Brano da leggere >>
◆ ◆ ◆
Ad un qualsiasi viaggiatore Portogruaro si mostra immediatamente nel suo impianto architettonico medioevale, caratterizzato da piacevoli costruzioni, con file parallele di portici, sotto i quali eleganti negozi si sono sostituiti, nel corso dei secoli, alle botteghe artigiane. Ma la città solo in apparenza sembra darsi nel modo più completo e totale. Ciò che noi vediamo è l’anima, per così dire, terrestre, quella rivolta alla terraferma, alla campagna circostante, alle altre floride cittadine che occupano i territori verso il Friuli. Ma tra quelle due eleganti vie, ne scorre un’altra seminascosta: è l’anima fluviale, quella che guarda al mare Adriatico, ai grandi spazi d’oriente. Un’anima questa che ha assecondato, per tutta la storia meno recente, la propensione al commercio, alle attività di scambio con Norico, da cui proveniva (e dal 1429 in esclusiva per la Serenissima) il ferro, e con Venezia, da dove arrivavano le spezie orientali. Un commercio tutto documentato dai due preziosi Libri del traghetto, ora conservati nel Museo della Città. Mariegole in duplice copia – una stava a Venezia – dell’arte dei barcaioli, nei quali erano annotati i possessori di grosse barche e le merci che venivano trasportate nel traghetto, la via fluviale che congiungeva la città lagunare con Portogruaro.
◆ ◆ ◆
Informazioni estratte >>

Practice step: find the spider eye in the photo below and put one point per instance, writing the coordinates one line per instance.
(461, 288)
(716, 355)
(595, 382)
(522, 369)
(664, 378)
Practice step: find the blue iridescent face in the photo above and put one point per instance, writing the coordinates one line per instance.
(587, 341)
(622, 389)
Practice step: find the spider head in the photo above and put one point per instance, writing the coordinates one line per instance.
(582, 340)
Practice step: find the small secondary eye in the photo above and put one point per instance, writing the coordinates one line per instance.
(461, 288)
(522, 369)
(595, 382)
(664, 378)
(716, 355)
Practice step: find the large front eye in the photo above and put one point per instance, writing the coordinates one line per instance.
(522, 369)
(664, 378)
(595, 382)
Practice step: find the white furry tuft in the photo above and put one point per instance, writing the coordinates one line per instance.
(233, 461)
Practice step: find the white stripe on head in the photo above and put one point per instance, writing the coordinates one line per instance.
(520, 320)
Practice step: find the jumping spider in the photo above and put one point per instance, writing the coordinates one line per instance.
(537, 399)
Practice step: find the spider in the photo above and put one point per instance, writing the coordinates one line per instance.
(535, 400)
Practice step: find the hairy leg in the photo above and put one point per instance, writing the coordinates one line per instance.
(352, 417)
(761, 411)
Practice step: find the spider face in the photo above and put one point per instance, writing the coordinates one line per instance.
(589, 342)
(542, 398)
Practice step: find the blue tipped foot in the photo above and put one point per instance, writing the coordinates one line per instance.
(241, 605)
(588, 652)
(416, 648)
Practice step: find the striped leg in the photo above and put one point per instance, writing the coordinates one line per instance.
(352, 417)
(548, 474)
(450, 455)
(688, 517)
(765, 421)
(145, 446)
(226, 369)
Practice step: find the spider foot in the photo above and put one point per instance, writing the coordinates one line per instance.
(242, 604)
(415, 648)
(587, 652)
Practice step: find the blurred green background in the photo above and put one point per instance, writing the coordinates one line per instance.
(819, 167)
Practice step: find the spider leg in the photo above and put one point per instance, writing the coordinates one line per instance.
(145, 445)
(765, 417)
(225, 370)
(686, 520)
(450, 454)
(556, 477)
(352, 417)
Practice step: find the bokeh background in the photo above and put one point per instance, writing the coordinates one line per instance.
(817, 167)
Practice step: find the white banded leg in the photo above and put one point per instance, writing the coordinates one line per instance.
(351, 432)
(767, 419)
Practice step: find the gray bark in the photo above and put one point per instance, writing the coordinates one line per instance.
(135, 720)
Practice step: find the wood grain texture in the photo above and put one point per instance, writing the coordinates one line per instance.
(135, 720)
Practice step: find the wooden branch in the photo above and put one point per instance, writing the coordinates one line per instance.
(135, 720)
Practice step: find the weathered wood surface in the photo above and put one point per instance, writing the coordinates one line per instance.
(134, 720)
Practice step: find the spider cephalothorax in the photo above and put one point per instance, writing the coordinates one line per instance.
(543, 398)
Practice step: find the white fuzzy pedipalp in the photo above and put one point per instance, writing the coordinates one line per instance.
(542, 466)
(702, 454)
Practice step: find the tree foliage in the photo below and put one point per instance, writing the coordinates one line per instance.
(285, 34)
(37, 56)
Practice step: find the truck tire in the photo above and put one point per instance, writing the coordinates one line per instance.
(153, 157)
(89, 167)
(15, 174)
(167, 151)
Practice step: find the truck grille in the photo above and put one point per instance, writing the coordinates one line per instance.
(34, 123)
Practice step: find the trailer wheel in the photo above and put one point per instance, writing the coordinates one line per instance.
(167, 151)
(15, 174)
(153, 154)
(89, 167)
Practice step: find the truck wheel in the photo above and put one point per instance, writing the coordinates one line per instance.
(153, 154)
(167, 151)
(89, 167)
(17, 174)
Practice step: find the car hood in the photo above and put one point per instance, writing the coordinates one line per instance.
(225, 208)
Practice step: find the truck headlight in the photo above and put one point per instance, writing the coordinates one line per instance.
◆ ◆ ◆
Sfide proposte >>
**A)** Rispondi a queste domande sul brano su Portogruaro:
(i) Da dove proveniva il ferro?
(ii) Dove sono conservati i due Libri del traghetto?
(iii) Che cosa arrivava da Venezia?
**B)** Estrai dai record, copiandole senza alcuna modifica, le righe che vanno da quella contenente "Practice step: find the truck grille" fino alla fine dei record, entrambi gli estremi inclusi.
Il brano e i record sono del tutto indipendenti l'uno dagli altri.

Risposte >>
**A)**
(i) Dal Norico.
(ii) Nel Museo della Città.
(iii) Le spezie orientali.

**B)**
Practice step: find the truck grille in the photo above and put one point per instance, writing the coordinates one line per instance.
(34, 123)
Practice step: find the trailer wheel in the photo above and put one point per instance, writing the coordinates one line per instance.
(167, 151)
(15, 174)
(153, 154)
(89, 167)
Practice step: find the truck wheel in the photo above and put one point per instance, writing the coordinates one line per instance.
(153, 154)
(167, 151)
(89, 167)
(17, 174)
Practice step: find the car hood in the photo above and put one point per instance, writing the coordinates one line per instance.
(225, 208)
Practice step: find the truck headlight in the photo above and put one point per instance, writing the coordinates one line per instance.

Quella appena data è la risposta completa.